→ **ACTIVITY**
All entries must be set down once more, precisely as given.

[Saved entries]
--- START ---
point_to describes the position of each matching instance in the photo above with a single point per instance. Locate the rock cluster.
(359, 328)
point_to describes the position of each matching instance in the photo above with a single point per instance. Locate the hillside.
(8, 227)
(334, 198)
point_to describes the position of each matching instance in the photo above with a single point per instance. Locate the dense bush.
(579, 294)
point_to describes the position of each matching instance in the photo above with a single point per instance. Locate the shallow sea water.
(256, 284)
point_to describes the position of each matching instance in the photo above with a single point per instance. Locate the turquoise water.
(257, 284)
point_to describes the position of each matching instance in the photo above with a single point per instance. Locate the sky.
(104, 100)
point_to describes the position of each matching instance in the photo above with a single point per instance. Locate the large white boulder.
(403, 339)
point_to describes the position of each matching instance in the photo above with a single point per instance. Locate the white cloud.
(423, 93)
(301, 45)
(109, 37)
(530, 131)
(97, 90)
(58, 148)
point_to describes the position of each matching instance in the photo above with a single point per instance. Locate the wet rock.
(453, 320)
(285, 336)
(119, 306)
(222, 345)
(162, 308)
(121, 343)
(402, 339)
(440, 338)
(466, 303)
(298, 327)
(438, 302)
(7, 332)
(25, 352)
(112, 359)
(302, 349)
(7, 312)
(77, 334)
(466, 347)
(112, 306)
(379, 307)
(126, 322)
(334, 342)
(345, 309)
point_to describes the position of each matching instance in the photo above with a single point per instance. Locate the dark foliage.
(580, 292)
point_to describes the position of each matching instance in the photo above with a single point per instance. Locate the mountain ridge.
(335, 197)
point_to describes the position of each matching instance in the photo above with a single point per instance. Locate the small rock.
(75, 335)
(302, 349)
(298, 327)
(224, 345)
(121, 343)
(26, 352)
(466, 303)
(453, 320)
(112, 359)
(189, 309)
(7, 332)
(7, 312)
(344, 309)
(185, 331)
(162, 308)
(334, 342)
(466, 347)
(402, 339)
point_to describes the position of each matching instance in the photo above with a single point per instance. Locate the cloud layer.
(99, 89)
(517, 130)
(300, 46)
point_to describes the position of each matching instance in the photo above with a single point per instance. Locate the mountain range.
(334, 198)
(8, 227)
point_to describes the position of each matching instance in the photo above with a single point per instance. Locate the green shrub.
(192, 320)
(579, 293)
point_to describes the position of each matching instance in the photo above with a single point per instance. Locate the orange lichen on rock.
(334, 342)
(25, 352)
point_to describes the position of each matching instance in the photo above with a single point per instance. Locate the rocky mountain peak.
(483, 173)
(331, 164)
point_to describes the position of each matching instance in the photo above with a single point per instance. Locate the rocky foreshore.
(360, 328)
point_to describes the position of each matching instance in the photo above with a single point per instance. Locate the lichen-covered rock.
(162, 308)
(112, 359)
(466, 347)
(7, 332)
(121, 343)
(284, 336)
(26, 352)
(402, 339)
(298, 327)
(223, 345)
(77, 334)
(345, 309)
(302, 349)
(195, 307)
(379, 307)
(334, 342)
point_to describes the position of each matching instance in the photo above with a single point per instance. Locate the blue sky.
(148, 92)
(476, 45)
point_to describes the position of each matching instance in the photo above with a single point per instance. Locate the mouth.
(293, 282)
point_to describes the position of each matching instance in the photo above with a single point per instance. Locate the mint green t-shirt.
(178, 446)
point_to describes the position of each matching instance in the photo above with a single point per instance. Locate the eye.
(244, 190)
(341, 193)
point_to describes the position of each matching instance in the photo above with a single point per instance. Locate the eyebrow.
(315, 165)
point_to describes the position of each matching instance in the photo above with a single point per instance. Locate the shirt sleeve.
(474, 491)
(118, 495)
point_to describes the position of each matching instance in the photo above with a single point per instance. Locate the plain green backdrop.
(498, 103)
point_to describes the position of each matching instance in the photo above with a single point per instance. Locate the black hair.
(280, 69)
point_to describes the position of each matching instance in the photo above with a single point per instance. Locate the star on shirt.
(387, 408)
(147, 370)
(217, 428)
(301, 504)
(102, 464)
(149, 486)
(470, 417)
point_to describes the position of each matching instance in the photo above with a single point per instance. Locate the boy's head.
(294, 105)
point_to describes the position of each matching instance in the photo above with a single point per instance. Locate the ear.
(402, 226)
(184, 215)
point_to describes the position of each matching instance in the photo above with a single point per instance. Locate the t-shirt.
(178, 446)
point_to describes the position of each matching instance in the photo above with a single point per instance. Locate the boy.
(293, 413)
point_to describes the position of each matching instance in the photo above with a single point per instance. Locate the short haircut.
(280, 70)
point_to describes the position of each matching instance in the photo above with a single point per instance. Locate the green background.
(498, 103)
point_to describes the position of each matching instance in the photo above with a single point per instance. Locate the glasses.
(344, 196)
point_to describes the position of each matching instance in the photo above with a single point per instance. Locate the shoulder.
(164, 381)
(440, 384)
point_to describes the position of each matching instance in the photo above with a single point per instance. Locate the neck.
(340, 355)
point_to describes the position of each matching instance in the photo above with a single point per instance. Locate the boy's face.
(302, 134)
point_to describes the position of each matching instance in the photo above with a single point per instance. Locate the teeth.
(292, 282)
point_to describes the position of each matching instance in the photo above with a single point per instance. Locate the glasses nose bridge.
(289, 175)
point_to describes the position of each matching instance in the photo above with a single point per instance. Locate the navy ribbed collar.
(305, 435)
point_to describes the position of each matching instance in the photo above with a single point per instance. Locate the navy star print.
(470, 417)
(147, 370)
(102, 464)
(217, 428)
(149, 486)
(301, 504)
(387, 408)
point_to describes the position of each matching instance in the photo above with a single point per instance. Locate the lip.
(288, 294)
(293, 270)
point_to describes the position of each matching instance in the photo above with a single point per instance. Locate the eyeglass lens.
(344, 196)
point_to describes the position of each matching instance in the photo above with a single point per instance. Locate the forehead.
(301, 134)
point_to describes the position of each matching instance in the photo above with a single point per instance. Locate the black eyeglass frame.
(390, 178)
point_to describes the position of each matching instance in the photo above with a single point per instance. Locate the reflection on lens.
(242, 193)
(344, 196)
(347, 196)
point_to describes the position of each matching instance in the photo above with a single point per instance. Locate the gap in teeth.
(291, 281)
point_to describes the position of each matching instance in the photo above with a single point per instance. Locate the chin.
--- END ---
→ **ANSWER SECTION**
point_to describes the position of each matching instance in the photo above with a single point per instance. Locate the rock cluster.
(359, 328)
point_to describes the position of each matching instance in the photo above with a single point per instance. Locate the hillside.
(8, 227)
(334, 198)
point_to describes the position of each matching instance in the photo above with a single point per instance. Locate the dense bush.
(579, 294)
point_to describes the position of each matching instance in the photo above with a single point per instance. Locate the shallow sea water.
(256, 284)
point_to describes the position of each matching instance in the photo above with a single point per instance. Locate the turquoise water.
(257, 284)
point_to describes the position of each matching instance in the photo above with a single point per instance. Locate the sky.
(104, 100)
point_to describes the position of each matching instance in the photo above with a single point per instance. Locate the large white boulder.
(403, 339)
point_to describes the position of each matching instance in the photo above with a single point per instance. Locate the white cloud.
(423, 93)
(301, 45)
(109, 37)
(530, 131)
(97, 90)
(58, 148)
point_to describes the position of each matching instance in the photo above with a single point per instance. Locate the wet rock.
(453, 320)
(285, 336)
(119, 306)
(222, 345)
(162, 308)
(121, 343)
(402, 339)
(440, 338)
(466, 303)
(298, 327)
(438, 302)
(7, 332)
(25, 352)
(112, 359)
(302, 349)
(7, 312)
(77, 334)
(466, 347)
(112, 306)
(379, 307)
(126, 322)
(334, 342)
(345, 309)
point_to describes the position of each matching instance in the photo above with a single point per instance. Locate the dark foliage.
(580, 292)
point_to describes the position of each matching instance in the photo above with a single point per instance. Locate the mountain ridge.
(335, 197)
point_to describes the position of each matching instance in the photo above with a single point per instance. Locate the small rock.
(75, 335)
(302, 349)
(298, 327)
(224, 345)
(121, 343)
(26, 352)
(466, 303)
(453, 320)
(112, 359)
(189, 309)
(7, 332)
(7, 312)
(344, 309)
(185, 331)
(162, 308)
(334, 342)
(466, 347)
(402, 339)
point_to describes the position of each matching instance in the photo above with a single point per instance. Locate the cloud layer.
(99, 89)
(517, 130)
(300, 46)
point_to describes the position of each matching instance in the photo above with a single point per instance. Locate the mountain range.
(334, 198)
(8, 227)
point_to describes the position of each matching instance in the photo above with a single point per instance. Locate the green shrub.
(192, 320)
(579, 293)
point_to describes the position of each matching instance in the photo above with a single point per instance. Locate the orange lichen on rock.
(334, 342)
(25, 352)
point_to describes the position of each matching instance in the photo above with a single point per instance. Locate the rocky mountain peak.
(483, 173)
(331, 164)
point_to describes the position of each matching instance in the photo above with a single point per instance. Locate the rocky foreshore.
(360, 328)
point_to describes the position of each matching instance in the photo above with a single point per instance. Locate the lichen-covered rock.
(162, 308)
(112, 359)
(466, 347)
(7, 332)
(121, 343)
(284, 336)
(26, 352)
(402, 339)
(298, 327)
(223, 345)
(77, 334)
(345, 309)
(302, 349)
(195, 307)
(379, 307)
(334, 342)
point_to describes the position of each matching instance in the photo above with a single point per instance. Locate the blue sky.
(148, 92)
(476, 45)
point_to describes the position of each matching instance in the photo above with a single point per instance. Locate the mouth.
(293, 282)
point_to describes the position of each matching instance in the photo above with a single point per instance. Locate the mint green t-shirt.
(178, 446)
point_to describes the position of each matching instance in the photo above with a single point per instance. Locate the eye.
(244, 190)
(341, 193)
point_to describes the position of each matching instance in the photo above with a single point per instance. Locate the eyebrow.
(315, 165)
point_to describes the position of each matching instance in the photo above with a single point per instance. Locate the shirt sleeve.
(474, 491)
(118, 495)
point_to describes the position of each matching instance in the photo above with a single point per instance. Locate the plain green backdrop.
(498, 103)
point_to describes the position of each matching instance in the photo above with a single point per instance. Locate the black hair.
(280, 69)
point_to describes the position of each matching instance in the photo above with a single point per instance. Locate the star on shirt.
(387, 408)
(147, 370)
(217, 428)
(301, 504)
(102, 464)
(149, 486)
(470, 417)
point_to describes the position of each matching instance in the photo above with a single point per instance. Locate the boy's head.
(294, 105)
point_to describes the position of each matching instance in the photo above with a single point per instance. Locate the ear.
(402, 226)
(184, 215)
point_to describes the position of each matching instance in the photo above with a single point per instance. Locate the t-shirt.
(178, 446)
point_to describes the position of each matching instance in the photo above with a single point per instance. Locate the boy.
(293, 413)
point_to describes the position of each matching instance in the photo above with a single point per instance. Locate the short haircut.
(280, 70)
point_to describes the position of each matching instance in the photo above with a single point per instance. Locate the green background.
(498, 103)
point_to describes the position of each matching instance in the photo above with a single point per instance. Locate the glasses.
(344, 196)
point_to describes the position of each matching instance in the photo above with a single point per instance. Locate the shoulder.
(164, 381)
(440, 384)
point_to describes the position of each matching instance in the photo above with a single point per instance. Locate the neck.
(340, 355)
point_to describes the position of each matching instance in the photo above with a single point per instance. Locate the boy's face.
(302, 134)
point_to describes the position of each matching instance in the photo above with a single point per instance. Locate the teeth.
(292, 282)
point_to describes the position of each matching instance in the photo above with a single point per instance. Locate the glasses nose bridge.
(289, 175)
point_to describes the position of each matching instance in the photo above with a single point per instance. Locate the navy ribbed collar.
(305, 435)
point_to describes the position of each matching instance in the photo above with a single point per instance. Locate the navy star print.
(470, 417)
(147, 370)
(102, 464)
(217, 428)
(149, 486)
(301, 504)
(387, 408)
point_to describes the position of each matching instance in the photo above with a single point per instance. Locate the lip.
(288, 294)
(293, 270)
point_to describes the position of each matching instance in the photo above with a single point per instance. Locate the eyeglass lens.
(344, 196)
point_to describes the position of each matching instance in the photo above with a single point per instance. Locate the forehead.
(301, 134)
point_to describes the position of each matching instance in the photo above with a single point per instance. Locate the black eyeglass frame.
(390, 178)
point_to describes the position of each matching instance in the photo above with a single point per instance. Locate the reflection on lens.
(242, 193)
(344, 196)
(347, 196)
point_to describes the position of each matching instance in the photo above with a single point per instance. Locate the gap in teeth.
(291, 281)
point_to describes the position of each matching instance in the photo above with a single point per instance. Locate the chin.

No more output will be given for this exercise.